8. Recognizing the importance of patient education
9. Policies pertaining to consent for medical treatment, incident reports, and release of medical information
10. Proper patient care reporting and assessment procedures
11. Evaluating the needs of a medical patient
12. Non-emergency ambulatory care provided for patients
13. Needs of a surgical patient during the preoperative and postoperative phases of treatment
14. Evaluate the needs of the orthopedic patient...
And more.
15. Uses and application procedures for dressings and bandages

Tuesday, November 02, 2010

Medical Assisting: Fundamentals of Patient Care


Medical Assisting: Fundamentals of Patient Care

Are you planning a career in medical assisting? Are you currently employed and need to upgrade your knowledge? Do you recognize a need for additional learning beyond basic patient procedures? Have you been out of the profession and want to come back again but don’t know where to start?

With the recent changes in the healthcare system, the role of the medical assistant is becoming increasingly important. The demands on the medial assistant’s knowledge are rapidly increasing. Recruiting of medical assistants into medical offices, clinics, and hospitals is becoming more and more the norm.

If you are a medical assistant or interested in the medical assistant profession, with primary focus on clinical aspects, you might benefit greatly from my new website. 

This new medical assistant website closely resembles a simple online course. 

It is perfect for beginners as well as those who have already completed some level of training. Come in to recall basic principles of medical assisting, solidify your knowledge of effective and efficient techniques in contemporary patient care, and review important topics and necessary skills you should know as a medical assistant in a modern healthcare system.

As a former medical assistant educator I found that students who remain focused and work diligently through each lesson are able to finish a similar syllabus within a rather short time (36 - 40 hours over 5 weeks.)  Here you can work at your own pace, but please remember that any student with a thirty day period of inactivity will have to be removed. Please don't let this happen to you.

I firmly believe that acquiring a good grasp on skills and knowledge related to patient care, professional conduct, standard rules of safety, hygiene, aseptic techniques, as well as medical office management and legal issues provides a solid base from which to grow as a medical assistant.

## The data
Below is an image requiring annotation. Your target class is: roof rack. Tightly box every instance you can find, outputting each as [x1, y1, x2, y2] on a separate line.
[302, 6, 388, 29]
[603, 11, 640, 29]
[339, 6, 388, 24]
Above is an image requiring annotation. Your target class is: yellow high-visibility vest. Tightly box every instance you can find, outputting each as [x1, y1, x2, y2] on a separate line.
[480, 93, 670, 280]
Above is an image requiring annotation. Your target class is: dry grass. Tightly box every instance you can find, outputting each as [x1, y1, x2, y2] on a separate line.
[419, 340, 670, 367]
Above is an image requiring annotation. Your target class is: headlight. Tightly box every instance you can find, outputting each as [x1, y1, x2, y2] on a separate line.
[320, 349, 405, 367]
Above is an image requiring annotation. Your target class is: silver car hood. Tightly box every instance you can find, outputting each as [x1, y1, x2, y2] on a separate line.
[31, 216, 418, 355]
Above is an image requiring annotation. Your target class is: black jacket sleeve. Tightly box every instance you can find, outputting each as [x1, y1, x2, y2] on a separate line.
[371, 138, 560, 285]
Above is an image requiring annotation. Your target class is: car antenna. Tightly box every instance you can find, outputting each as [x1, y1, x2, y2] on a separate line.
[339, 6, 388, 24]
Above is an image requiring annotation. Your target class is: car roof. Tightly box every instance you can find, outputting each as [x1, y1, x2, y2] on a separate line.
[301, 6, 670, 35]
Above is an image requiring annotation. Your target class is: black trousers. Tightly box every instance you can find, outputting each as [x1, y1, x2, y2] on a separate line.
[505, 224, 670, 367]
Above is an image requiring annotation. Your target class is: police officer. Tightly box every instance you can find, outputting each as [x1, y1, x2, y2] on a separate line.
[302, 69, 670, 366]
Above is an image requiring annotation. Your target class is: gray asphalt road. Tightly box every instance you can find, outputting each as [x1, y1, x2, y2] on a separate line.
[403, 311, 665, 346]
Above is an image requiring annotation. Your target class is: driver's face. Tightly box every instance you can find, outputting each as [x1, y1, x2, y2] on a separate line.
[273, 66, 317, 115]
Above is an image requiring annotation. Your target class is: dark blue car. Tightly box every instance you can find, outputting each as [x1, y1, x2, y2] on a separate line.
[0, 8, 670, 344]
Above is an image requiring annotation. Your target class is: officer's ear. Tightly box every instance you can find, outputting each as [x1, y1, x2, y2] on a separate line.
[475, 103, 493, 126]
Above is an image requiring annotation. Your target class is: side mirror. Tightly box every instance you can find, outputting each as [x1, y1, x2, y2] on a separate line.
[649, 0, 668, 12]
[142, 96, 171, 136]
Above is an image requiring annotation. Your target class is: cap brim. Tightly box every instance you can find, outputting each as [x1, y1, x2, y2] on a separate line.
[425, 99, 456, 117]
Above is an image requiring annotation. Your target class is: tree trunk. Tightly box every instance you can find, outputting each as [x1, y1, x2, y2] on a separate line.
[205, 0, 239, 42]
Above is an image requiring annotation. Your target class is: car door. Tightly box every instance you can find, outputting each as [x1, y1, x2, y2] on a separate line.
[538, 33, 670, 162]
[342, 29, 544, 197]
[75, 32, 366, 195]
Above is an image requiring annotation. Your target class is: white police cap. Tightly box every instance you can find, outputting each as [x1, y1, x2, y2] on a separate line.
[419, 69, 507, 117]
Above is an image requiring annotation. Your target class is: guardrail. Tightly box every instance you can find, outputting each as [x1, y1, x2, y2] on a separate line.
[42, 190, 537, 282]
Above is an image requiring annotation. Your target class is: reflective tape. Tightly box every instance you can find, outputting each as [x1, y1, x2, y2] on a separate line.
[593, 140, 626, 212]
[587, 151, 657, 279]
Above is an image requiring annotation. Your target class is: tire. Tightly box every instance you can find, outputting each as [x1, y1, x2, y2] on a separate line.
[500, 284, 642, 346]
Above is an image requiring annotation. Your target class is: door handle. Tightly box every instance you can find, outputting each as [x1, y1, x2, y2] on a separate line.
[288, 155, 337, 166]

---

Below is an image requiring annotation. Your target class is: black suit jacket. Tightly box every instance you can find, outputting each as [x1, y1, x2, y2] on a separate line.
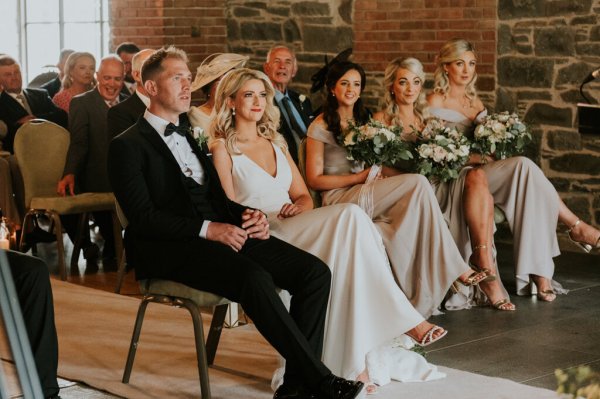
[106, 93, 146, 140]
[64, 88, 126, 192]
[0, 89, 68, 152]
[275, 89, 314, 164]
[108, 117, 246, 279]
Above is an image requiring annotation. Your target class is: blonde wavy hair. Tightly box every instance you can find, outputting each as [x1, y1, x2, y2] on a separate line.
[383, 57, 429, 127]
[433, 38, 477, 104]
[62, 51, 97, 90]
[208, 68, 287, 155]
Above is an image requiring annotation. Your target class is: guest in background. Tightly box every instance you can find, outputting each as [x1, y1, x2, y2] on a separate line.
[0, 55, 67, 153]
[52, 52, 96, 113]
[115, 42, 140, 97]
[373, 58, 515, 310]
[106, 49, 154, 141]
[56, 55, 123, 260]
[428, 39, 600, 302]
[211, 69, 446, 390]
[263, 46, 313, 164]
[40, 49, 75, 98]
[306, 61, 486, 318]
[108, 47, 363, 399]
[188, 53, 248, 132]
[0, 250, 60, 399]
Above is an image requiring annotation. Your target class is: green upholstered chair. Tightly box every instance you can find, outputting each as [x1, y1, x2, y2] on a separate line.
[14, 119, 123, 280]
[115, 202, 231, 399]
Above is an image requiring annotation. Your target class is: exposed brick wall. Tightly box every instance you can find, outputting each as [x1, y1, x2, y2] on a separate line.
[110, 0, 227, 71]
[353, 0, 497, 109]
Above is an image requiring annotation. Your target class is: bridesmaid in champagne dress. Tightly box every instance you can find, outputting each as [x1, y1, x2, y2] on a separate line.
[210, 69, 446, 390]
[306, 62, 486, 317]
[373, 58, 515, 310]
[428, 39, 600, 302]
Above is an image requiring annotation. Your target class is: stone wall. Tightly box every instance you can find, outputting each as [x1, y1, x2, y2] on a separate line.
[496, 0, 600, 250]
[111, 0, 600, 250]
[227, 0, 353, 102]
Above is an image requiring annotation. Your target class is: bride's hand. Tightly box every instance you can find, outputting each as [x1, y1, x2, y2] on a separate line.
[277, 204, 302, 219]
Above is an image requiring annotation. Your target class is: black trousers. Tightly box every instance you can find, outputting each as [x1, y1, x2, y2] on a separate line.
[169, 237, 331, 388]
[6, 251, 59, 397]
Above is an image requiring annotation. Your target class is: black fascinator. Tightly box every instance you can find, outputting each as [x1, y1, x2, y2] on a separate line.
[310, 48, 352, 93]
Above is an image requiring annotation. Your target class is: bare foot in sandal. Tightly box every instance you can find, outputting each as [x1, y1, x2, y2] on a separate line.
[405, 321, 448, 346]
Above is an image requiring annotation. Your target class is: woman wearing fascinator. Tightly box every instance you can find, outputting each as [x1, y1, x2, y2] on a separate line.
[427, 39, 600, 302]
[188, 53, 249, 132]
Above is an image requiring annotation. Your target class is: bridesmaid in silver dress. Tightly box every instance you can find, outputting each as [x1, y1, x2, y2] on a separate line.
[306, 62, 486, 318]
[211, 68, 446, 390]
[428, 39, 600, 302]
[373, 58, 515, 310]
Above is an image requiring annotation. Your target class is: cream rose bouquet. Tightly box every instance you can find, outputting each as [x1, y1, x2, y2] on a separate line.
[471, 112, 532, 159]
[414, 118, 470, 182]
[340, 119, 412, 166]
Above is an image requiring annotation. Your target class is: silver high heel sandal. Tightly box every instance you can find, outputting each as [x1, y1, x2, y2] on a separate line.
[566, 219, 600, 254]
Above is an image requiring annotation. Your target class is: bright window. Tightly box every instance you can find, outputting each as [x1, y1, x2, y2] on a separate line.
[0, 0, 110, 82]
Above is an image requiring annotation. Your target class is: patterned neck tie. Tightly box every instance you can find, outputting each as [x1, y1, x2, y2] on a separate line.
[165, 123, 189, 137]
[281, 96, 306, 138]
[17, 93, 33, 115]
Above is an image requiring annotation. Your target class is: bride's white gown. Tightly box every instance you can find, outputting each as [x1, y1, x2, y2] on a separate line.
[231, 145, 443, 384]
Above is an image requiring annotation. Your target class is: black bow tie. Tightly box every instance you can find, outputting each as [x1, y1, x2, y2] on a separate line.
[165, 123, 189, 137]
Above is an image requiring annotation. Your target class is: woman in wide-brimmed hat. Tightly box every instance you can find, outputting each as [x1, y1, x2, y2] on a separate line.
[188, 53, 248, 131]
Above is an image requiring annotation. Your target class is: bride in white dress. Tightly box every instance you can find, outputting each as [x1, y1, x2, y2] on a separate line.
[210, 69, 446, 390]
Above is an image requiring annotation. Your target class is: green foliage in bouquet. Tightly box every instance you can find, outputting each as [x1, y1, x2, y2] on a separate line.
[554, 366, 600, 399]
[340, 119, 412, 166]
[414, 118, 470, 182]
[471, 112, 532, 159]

## Exercise 1
In the medical assisting text, how long did focused, diligent students take to finish a similar syllabus?
## Exercise 2
Proceed with the medical assisting text, starting right after its last sentence.

## Exercise output 1
They finished it in 36 to 40 hours over 5 weeks.

## Exercise output 2
This is a rather detailed medical assistant review, but it is by no means meant to be a replacement of the medical assisting curriculum taught at your local vocational training institutions or college medical assistant program.

Some knowledge of medical terminology and basic word parts may be helpful. The course follows a similar pattern a medial assisting text book would, but the difference is that this course is compacted to the most relevant information to give you solid, basic understanding of patient care and various situations that come along with it.

Danni R., CMA speaks

Do Medical Assistants Need Continuing Education?

Most certified professionals are required by industry standards to keep their credentials current through annual continuing education units (CEU). Medical assistants need CEUs to maintain their certification status.  Medical assistants, who want to keep their certification status current must document that they have taken approved continuing education courses and submit the transcripts to their professional membership association, or sponsoring certifying body to be approved.

The CEUs topics must apply to the scope of practice of the medical assistant's discipline and must be current.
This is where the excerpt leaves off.